→ WHAT YOU HAVE TO DO:
Your copy must hold all of the data below, unchanged and without images.

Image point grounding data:
━━━━━━━━
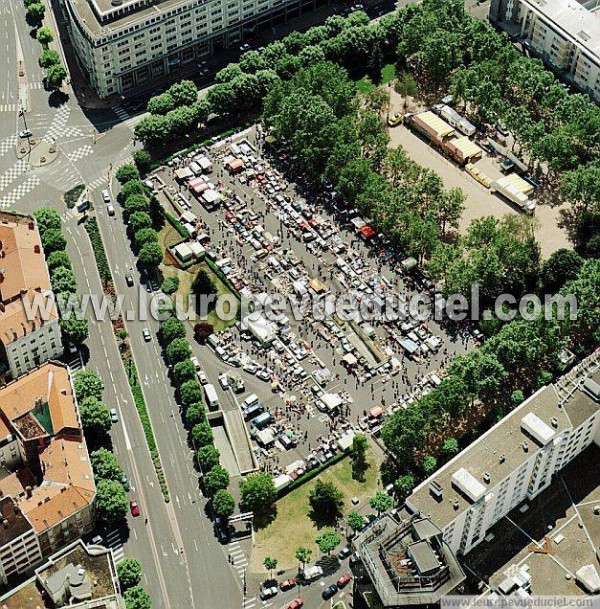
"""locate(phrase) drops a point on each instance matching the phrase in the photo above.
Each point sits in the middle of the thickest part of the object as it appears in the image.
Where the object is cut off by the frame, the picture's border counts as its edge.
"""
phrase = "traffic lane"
(126, 438)
(178, 592)
(196, 531)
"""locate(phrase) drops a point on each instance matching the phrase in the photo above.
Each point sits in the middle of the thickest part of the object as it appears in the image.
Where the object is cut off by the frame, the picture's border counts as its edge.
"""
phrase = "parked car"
(224, 380)
(267, 592)
(287, 584)
(125, 482)
(344, 580)
(329, 592)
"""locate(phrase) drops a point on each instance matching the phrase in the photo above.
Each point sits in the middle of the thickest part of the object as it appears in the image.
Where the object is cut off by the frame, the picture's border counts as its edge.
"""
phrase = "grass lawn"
(293, 528)
(388, 73)
(167, 237)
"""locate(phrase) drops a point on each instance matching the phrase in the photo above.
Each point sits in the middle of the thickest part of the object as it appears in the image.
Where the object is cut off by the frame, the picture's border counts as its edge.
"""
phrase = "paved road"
(204, 579)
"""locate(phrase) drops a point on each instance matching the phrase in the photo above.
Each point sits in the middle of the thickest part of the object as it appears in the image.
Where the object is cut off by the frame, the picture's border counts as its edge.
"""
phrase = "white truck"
(212, 399)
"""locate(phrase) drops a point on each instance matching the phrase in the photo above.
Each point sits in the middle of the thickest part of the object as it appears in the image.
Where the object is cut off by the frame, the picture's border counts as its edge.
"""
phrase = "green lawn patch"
(70, 197)
(292, 527)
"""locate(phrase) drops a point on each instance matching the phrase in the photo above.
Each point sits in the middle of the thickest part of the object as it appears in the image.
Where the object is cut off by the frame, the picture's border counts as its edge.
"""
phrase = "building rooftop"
(14, 524)
(102, 18)
(575, 20)
(407, 562)
(23, 273)
(41, 404)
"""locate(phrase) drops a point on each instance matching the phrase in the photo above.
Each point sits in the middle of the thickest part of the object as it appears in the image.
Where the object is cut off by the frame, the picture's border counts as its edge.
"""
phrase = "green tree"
(207, 457)
(126, 173)
(137, 598)
(381, 502)
(53, 241)
(270, 564)
(202, 434)
(46, 218)
(105, 465)
(151, 254)
(63, 280)
(429, 464)
(326, 502)
(143, 161)
(87, 384)
(44, 36)
(563, 265)
(404, 484)
(55, 75)
(355, 521)
(146, 235)
(178, 350)
(129, 571)
(49, 57)
(172, 328)
(223, 504)
(303, 555)
(328, 541)
(258, 492)
(184, 371)
(190, 392)
(58, 259)
(95, 418)
(111, 502)
(35, 13)
(75, 330)
(450, 446)
(358, 456)
(139, 220)
(217, 479)
(170, 285)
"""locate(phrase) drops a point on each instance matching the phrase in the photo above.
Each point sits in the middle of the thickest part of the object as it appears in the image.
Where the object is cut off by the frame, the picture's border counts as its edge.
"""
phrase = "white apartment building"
(514, 461)
(25, 341)
(565, 34)
(124, 44)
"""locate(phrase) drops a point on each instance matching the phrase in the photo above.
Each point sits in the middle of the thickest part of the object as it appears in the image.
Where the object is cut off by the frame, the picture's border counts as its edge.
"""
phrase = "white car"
(224, 380)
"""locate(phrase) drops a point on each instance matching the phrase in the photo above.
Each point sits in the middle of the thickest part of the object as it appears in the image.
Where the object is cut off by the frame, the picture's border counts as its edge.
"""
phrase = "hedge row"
(140, 404)
(176, 224)
(91, 226)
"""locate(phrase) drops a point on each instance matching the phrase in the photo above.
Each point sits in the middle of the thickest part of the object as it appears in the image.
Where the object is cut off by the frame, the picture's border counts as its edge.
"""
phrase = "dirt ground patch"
(293, 528)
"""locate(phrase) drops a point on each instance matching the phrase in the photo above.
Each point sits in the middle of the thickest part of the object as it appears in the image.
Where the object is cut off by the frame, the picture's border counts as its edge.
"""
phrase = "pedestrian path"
(121, 112)
(116, 545)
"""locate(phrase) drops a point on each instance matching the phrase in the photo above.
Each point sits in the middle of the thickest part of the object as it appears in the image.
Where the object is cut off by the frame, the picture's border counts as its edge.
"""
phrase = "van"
(212, 399)
(261, 421)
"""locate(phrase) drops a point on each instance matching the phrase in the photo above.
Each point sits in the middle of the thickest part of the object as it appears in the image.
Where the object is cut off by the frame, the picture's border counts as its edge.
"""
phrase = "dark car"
(329, 592)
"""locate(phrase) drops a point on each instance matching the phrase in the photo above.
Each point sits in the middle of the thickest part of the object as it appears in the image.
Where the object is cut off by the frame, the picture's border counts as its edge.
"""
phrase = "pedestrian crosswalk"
(113, 539)
(121, 112)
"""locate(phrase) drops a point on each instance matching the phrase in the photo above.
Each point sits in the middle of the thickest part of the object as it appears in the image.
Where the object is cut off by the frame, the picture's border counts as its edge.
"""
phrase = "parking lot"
(307, 385)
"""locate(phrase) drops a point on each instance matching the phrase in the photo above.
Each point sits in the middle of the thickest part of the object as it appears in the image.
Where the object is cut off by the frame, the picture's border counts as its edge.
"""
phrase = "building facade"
(125, 44)
(47, 488)
(27, 338)
(514, 461)
(565, 34)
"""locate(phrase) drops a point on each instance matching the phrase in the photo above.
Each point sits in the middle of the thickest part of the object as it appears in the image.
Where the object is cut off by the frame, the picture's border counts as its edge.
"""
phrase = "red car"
(344, 580)
(288, 584)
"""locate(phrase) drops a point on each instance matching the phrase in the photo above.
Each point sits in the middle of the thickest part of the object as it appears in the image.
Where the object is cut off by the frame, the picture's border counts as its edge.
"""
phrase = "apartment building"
(47, 487)
(565, 34)
(125, 44)
(514, 461)
(25, 340)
━━━━━━━━
→ SOLUTION:
"""locate(phrase) drops a point on each instance matching the phrase in the photo above.
Each point sits in the middle of the thickest part of the object as it appears in the image.
Where the object is cut off by the frame, the picture's border counts as its edge.
"""
phrase = "traffic lane"
(126, 438)
(178, 592)
(196, 531)
"""locate(phrase) drops a point on each instance matching the phrase in the photo above.
Each point sits in the middle of the thickest part of the object as it appears in the image.
Where the object is cut off by the frame, the picture's border counts as its edge.
"""
phrase = "parked car"
(224, 380)
(267, 592)
(287, 584)
(125, 482)
(344, 580)
(329, 592)
"""locate(phrase) drops a point on each instance matching the phrase in the photo above.
Each point sits in the middle of the thickest part of the object as it appears in the image.
Where the object is cut off by the frame, the picture's border counts as its edge.
"""
phrase = "grass lawn"
(293, 528)
(388, 73)
(167, 237)
"""locate(phrase) drops a point on each instance matching the phrase in the photo above.
Each point sits in the middle of the thickest part of the object as it appears in the image.
Where the object is cut off by the frame, the picture's border counts as its edge.
"""
phrase = "paved road"
(204, 579)
"""locate(phrase) drops a point on each instance matching the phrase in the photo above.
Each point sits in the middle of the thickest part of the object as it appears in the image.
Where the object is cut off by the frame, the picture's border counts as its edge.
"""
phrase = "white truck"
(212, 399)
"""locate(phrase) drops a point on each instance matching the phrase in the photo above.
Each point sits in the middle of the thickest part of the object as it appears in the image.
Where the object is cut off by the frame, the picture's border counts as its edge.
"""
phrase = "green lawn patch"
(70, 197)
(292, 527)
"""locate(phrase) drops a point on each instance matching the phrase in the photo above.
Each point sits in the middle of the thickest part of the object as it appears in the image.
Where the object is cut off by the frame, the picture's border counts as its edge.
"""
phrase = "building rooftop"
(14, 524)
(102, 18)
(575, 20)
(407, 562)
(23, 273)
(41, 404)
"""locate(phrase) drops a point on each instance matching the phrase in the photo above.
Each point sits in the middle of the thickest part of the object as it appears in the image.
Where the object is cut off by the frame, the picture's border counts as its edge.
"""
phrase = "green tree"
(207, 457)
(126, 173)
(137, 598)
(381, 502)
(53, 241)
(270, 564)
(202, 434)
(46, 218)
(105, 465)
(151, 254)
(63, 280)
(429, 464)
(326, 502)
(143, 161)
(87, 384)
(44, 36)
(563, 265)
(404, 484)
(55, 75)
(355, 521)
(146, 235)
(178, 350)
(129, 571)
(49, 57)
(172, 328)
(223, 504)
(303, 555)
(328, 541)
(258, 492)
(184, 371)
(190, 392)
(58, 259)
(95, 418)
(111, 502)
(35, 13)
(75, 330)
(450, 446)
(358, 456)
(139, 220)
(217, 479)
(170, 285)
"""locate(phrase) drops a point on each instance matching the phrase in the photo above.
Each point sits in the middle of the thickest part of the object as it appears in the image.
Where the object is cut off by the frame, the picture's border counts as its edge.
"""
phrase = "white apartment building"
(514, 461)
(25, 341)
(565, 34)
(124, 44)
"""locate(phrase) drops a point on each instance matching the phrase in the photo above.
Each point sits in the middle of the thickest part of the object as it appears in the image.
Where the object is cut off by the frame, the picture's border counts as its edge.
"""
phrase = "white car"
(224, 380)
"""locate(phrase) drops a point on each instance matching the phrase in the photo above.
Each point sits in the middle of the thickest part of the object as it appears in the image.
Where the object is cut off by the frame, the picture's border counts as its edge.
"""
phrase = "hedge row"
(140, 404)
(176, 224)
(91, 226)
"""locate(phrase) drops a point on each instance matching the phrase in the photo above.
Each point sits in the middle of the thickest part of the object as it appears in the image.
Where the object is cut off by the frame, the picture's border counts as its edge.
"""
phrase = "dirt ground patch"
(293, 528)
"""locate(phrase) drops a point on each instance matching the phrase in the photo above.
Each point sits in the middle of the thickest part of the object as it appears in the image.
Where the object is cut off by the frame, the picture's border counts as its edge.
"""
phrase = "pedestrian path"
(121, 112)
(116, 545)
"""locate(phrase) drops a point on each instance matching the phrase in the photo above.
Each point sits in the middle of the thickest part of the object as it appears in the image.
Where the object is cut off by the frame, the picture's border counts as its edge.
"""
phrase = "van"
(212, 399)
(261, 421)
"""locate(phrase) drops a point on each instance matching the phrase in the photo above.
Each point sits in the middle of the thickest part of the object as it appears in the image.
Where the object is cut off by the frame, the picture's border counts as its edge.
"""
phrase = "dark car"
(329, 592)
"""locate(phrase) drops a point on each instance matching the phrase in the photo above.
Each point sits in the middle of the thickest part of the object as it appears in the image.
Where the object is cut off by the frame, the picture's border counts as its edge.
"""
phrase = "pedestrian crosswalk"
(113, 539)
(121, 112)
"""locate(phrase) drops a point on each instance matching the phrase in the photo above.
Each point sits in the middle of the thickest part of the object as it appears in the image.
Where the object is cut off by the frame, the picture's border counts as its edge.
"""
phrase = "parking lot"
(307, 385)
"""locate(phrase) drops a point on each instance matching the phrase in the photo above.
Each point sits in the middle of the thickest part of the object as it appears in the image.
Where the object is cut off by the frame, the picture's border counts as its edge.
"""
phrase = "building facade"
(125, 44)
(47, 488)
(27, 338)
(514, 461)
(565, 34)
"""locate(phrase) drops a point on each instance matching the phrase in the photo above.
Each point sits in the middle of the thickest part of the object as it appears in the image.
Where the object is cut off by the frame, the picture's border counts as its edge.
"""
phrase = "red car"
(344, 580)
(288, 584)
"""locate(phrase) drops a point on each instance matching the phrase in the photo above.
Each point sits in the middle of the thickest part of the object as it appears in the image.
Where the object is cut off by the frame, the picture's border counts as its edge.
"""
phrase = "apartment building"
(47, 487)
(565, 34)
(125, 44)
(514, 461)
(25, 340)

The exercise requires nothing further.